(Records drawn from a dataset)
——————

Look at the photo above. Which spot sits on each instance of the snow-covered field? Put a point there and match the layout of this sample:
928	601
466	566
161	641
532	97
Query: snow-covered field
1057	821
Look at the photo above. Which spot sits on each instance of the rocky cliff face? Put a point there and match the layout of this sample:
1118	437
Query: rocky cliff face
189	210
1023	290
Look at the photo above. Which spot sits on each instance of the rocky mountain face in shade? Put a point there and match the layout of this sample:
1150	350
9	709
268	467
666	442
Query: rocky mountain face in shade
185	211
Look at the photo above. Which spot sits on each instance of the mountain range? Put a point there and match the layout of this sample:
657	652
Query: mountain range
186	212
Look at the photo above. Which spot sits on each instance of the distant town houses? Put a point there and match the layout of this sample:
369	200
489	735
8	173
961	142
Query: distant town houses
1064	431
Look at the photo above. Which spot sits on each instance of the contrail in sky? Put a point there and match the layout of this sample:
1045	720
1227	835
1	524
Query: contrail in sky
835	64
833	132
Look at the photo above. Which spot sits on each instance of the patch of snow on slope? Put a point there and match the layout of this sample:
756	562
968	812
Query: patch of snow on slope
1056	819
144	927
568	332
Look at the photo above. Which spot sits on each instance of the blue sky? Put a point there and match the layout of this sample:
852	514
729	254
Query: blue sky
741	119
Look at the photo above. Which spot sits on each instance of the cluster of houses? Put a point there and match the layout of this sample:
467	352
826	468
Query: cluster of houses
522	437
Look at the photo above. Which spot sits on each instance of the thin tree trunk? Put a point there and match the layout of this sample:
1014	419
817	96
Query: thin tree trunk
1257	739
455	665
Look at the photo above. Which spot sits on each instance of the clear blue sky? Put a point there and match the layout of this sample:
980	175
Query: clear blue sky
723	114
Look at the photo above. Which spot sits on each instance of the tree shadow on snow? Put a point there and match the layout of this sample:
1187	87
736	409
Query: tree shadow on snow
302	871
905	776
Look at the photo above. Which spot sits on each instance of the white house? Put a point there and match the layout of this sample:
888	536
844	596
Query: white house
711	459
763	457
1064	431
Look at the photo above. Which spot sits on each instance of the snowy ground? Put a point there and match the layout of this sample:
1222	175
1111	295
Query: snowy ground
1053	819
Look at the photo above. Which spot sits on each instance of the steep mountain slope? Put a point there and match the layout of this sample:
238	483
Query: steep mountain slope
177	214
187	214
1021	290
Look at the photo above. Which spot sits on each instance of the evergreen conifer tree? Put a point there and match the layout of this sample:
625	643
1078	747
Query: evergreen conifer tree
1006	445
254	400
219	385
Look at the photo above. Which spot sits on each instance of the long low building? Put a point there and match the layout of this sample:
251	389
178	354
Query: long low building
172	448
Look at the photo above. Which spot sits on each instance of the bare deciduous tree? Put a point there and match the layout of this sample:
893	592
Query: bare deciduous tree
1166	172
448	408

——————

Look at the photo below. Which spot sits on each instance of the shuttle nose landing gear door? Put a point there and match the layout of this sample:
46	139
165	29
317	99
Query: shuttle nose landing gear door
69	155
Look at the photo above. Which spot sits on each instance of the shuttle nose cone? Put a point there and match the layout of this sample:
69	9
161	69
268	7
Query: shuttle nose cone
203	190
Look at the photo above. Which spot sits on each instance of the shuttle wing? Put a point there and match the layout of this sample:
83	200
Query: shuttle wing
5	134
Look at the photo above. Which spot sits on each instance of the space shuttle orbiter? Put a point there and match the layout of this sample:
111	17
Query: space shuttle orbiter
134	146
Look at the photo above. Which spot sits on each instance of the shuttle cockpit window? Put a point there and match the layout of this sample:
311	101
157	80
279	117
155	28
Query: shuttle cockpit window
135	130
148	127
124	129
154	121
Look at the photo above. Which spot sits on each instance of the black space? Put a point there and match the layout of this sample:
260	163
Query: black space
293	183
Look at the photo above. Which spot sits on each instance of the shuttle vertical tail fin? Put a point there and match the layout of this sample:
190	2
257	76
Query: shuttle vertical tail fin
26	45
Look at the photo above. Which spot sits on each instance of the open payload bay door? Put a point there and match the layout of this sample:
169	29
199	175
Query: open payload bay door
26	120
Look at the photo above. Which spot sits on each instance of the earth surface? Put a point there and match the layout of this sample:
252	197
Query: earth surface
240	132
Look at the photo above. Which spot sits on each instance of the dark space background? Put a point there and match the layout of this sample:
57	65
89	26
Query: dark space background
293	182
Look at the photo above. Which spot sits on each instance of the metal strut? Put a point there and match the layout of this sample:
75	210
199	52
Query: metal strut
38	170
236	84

——————

**Your goal:**
All that is wanted is a faithful reproduction of the line above with "shuttle nose cone?", the line with "the shuttle wing?", and every line in between.

**Answer to the problem:**
Look at the photo above. Which spot sits on each instance of the shuttle nose cone? Put a point there and match the layout of this sample:
69	9
161	69
268	7
Query: shuttle nose cone
203	190
Look at the photo above. Which spot sits on each instance of the shuttle wing? Put a point there and match the layout of this sample:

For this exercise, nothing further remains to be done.